◆ TASK STATEMENT ◆
Leave out the pictures and print precisely the lines from the line with "[[[209,602],[207,400],[134,382],[57,547],[119,611]]]" to the final line of the entries, both ends included.

Saved entries:
══════════

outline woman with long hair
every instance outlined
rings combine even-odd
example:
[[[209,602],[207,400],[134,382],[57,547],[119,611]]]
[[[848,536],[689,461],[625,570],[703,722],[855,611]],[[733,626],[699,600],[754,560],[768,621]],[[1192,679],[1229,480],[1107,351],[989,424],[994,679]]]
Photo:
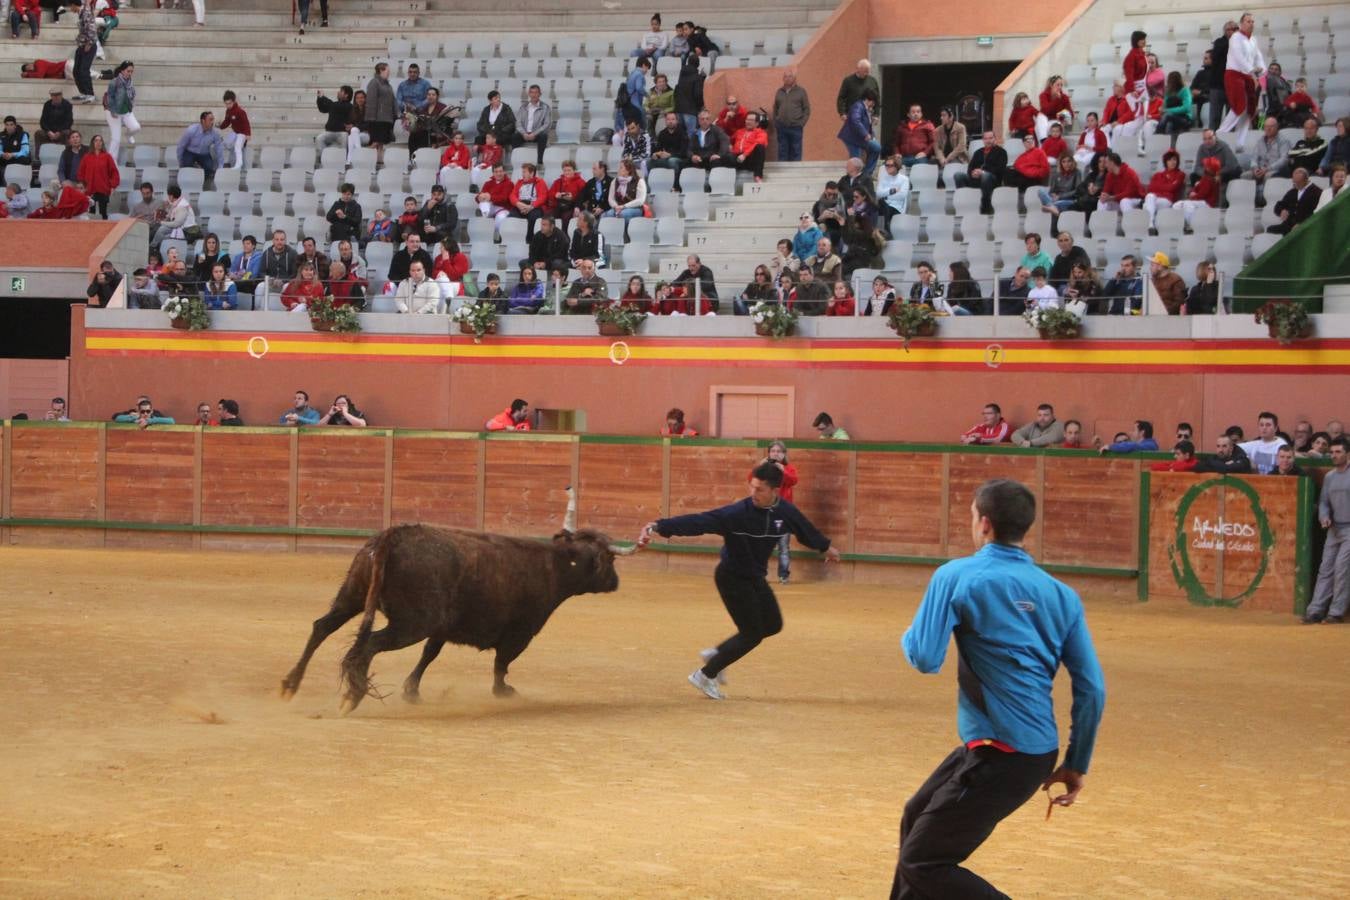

══════════

◆ WORKED SOLUTION ◆
[[[209,602],[207,400],[134,382],[57,547],[119,611]]]
[[[848,536],[689,461],[625,570],[703,722],[855,611]],[[733,626],[699,600],[754,560],[768,621]],[[1192,679],[1229,480],[1107,351],[989,424],[994,679]]]
Photo:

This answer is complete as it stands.